* WHAT TO WORK ON:
Starting at the line that contains "[locate] man's hair", print every remaining line of the entries, unchanged, and output nothing more.

[Dataset records]
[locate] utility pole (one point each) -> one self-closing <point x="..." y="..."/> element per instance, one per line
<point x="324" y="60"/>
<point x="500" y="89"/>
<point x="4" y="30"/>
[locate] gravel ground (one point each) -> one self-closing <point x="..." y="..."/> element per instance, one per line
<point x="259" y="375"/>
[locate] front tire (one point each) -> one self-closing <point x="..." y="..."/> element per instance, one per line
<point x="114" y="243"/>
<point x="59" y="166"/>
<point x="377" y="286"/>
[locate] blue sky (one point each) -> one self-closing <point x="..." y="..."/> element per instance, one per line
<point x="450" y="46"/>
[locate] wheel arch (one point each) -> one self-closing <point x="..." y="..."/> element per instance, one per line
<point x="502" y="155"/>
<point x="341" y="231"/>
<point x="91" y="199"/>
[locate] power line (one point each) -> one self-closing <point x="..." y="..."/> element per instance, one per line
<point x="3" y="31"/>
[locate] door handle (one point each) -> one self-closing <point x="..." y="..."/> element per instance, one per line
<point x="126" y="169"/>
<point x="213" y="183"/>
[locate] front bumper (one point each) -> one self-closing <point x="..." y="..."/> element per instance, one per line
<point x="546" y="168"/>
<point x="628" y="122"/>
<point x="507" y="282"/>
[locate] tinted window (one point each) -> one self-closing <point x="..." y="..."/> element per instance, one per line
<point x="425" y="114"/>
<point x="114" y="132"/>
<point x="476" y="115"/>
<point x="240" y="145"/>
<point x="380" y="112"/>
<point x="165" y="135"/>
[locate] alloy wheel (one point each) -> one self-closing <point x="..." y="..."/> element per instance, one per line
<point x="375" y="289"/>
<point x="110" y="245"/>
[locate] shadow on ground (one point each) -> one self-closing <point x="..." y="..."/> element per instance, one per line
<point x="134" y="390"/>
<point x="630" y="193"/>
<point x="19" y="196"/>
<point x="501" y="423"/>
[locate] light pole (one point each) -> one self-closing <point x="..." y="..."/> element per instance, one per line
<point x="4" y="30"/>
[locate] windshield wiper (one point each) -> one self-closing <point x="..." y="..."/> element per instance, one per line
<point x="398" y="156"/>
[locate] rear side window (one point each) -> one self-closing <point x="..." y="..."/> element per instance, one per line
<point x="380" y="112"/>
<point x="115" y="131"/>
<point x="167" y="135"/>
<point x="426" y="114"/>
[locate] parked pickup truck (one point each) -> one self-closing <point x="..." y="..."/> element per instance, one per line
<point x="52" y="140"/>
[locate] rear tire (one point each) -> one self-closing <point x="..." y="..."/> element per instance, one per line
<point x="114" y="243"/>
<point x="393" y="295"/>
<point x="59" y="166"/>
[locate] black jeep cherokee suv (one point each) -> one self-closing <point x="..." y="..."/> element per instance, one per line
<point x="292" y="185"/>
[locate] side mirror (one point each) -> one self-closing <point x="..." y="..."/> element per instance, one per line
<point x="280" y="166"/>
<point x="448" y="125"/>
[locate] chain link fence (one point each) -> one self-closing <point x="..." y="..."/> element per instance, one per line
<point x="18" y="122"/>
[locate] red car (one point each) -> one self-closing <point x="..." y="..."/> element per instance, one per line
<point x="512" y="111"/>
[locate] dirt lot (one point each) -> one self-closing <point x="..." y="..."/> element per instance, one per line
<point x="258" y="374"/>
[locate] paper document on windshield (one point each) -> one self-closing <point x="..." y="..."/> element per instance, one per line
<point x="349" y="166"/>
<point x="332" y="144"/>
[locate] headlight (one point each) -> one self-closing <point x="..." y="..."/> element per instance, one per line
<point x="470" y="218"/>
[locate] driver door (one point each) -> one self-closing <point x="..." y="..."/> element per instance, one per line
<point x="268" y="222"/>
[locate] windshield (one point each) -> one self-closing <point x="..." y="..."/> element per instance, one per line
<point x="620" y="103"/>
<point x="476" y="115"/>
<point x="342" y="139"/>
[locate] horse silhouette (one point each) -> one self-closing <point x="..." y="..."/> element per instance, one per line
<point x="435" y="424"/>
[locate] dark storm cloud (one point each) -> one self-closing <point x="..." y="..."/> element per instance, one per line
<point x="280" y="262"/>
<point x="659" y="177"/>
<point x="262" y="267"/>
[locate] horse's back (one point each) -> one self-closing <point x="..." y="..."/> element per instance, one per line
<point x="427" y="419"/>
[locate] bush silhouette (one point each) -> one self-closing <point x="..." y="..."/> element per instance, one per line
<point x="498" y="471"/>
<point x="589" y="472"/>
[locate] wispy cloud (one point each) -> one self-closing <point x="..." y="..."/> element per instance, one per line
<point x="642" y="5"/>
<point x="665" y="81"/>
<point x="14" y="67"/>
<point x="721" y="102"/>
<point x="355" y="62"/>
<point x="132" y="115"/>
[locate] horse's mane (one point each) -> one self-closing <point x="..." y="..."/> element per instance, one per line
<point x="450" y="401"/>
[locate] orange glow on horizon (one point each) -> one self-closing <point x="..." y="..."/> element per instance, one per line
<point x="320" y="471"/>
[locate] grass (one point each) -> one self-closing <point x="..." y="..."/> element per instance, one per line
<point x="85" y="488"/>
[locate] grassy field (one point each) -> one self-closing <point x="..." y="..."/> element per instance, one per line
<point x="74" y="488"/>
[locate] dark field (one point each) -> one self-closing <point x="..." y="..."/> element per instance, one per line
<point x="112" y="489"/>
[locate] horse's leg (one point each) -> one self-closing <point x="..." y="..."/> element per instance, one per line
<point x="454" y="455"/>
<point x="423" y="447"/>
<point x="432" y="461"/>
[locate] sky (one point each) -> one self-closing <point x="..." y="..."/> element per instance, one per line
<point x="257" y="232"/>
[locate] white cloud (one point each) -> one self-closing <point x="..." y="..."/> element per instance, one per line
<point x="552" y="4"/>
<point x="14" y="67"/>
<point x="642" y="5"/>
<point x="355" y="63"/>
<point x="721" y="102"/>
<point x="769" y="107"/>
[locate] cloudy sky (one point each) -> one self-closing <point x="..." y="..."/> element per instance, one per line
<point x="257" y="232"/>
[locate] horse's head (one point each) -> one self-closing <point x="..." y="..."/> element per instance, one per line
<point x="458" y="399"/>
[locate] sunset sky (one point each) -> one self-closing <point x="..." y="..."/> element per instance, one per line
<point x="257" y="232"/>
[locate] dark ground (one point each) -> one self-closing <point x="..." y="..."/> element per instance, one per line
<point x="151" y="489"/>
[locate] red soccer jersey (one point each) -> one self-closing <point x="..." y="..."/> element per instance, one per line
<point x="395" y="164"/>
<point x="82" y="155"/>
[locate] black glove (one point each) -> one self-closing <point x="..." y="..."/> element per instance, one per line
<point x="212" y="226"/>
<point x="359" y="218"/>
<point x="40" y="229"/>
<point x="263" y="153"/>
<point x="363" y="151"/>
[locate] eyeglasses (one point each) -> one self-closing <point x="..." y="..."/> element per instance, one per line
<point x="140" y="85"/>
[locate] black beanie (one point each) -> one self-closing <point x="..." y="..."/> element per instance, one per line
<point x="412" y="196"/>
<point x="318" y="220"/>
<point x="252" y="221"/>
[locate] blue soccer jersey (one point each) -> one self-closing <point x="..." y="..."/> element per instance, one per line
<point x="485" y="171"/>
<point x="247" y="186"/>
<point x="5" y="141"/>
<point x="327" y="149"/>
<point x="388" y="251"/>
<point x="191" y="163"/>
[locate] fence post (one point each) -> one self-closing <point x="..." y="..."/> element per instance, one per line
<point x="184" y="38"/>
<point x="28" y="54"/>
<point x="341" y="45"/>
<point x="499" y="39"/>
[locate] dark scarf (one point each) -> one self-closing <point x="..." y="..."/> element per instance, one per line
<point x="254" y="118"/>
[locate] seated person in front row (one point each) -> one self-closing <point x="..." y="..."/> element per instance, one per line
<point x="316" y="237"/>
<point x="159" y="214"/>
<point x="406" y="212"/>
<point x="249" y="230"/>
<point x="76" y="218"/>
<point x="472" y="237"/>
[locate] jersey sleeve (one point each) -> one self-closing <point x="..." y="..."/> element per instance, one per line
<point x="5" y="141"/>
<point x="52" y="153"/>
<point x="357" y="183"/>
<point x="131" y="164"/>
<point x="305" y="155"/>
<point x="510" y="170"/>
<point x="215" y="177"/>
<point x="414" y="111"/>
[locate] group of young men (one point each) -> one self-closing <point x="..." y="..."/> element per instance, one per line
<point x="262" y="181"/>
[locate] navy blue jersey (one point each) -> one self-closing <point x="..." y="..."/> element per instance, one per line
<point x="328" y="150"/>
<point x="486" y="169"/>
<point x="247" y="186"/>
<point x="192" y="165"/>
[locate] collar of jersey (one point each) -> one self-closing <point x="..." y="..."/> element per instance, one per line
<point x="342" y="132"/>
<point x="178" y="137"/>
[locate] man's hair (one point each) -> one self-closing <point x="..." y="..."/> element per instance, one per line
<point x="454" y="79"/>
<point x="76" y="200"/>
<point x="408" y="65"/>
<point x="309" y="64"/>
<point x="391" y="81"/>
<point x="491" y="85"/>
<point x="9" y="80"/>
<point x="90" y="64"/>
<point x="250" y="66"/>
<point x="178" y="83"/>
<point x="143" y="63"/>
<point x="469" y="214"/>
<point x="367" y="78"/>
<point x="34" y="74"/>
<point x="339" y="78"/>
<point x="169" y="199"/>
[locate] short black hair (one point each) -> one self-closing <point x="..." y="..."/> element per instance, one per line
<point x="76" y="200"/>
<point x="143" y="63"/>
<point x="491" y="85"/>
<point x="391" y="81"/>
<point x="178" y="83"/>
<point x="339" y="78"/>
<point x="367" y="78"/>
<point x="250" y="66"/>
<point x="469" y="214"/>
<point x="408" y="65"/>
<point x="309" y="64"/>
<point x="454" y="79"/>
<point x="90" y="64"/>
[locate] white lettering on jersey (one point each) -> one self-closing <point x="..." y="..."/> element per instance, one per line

* RESULT:
[locate] man's hair (one point each) -> one self-closing <point x="..." y="..."/> element per instance, one per line
<point x="454" y="79"/>
<point x="76" y="200"/>
<point x="408" y="65"/>
<point x="309" y="64"/>
<point x="391" y="81"/>
<point x="491" y="85"/>
<point x="9" y="80"/>
<point x="90" y="64"/>
<point x="250" y="66"/>
<point x="178" y="83"/>
<point x="143" y="63"/>
<point x="469" y="214"/>
<point x="367" y="78"/>
<point x="34" y="74"/>
<point x="339" y="78"/>
<point x="169" y="199"/>
[locate] short black hair (one point each) -> one self-closing <point x="..." y="..."/> element per instance, one per line
<point x="76" y="200"/>
<point x="143" y="63"/>
<point x="491" y="85"/>
<point x="391" y="81"/>
<point x="178" y="83"/>
<point x="339" y="78"/>
<point x="367" y="78"/>
<point x="250" y="66"/>
<point x="469" y="214"/>
<point x="408" y="65"/>
<point x="309" y="64"/>
<point x="454" y="79"/>
<point x="90" y="64"/>
[locate] white lettering on jersey (one point each) -> one self-closing <point x="..." y="..."/> element per instance, one per line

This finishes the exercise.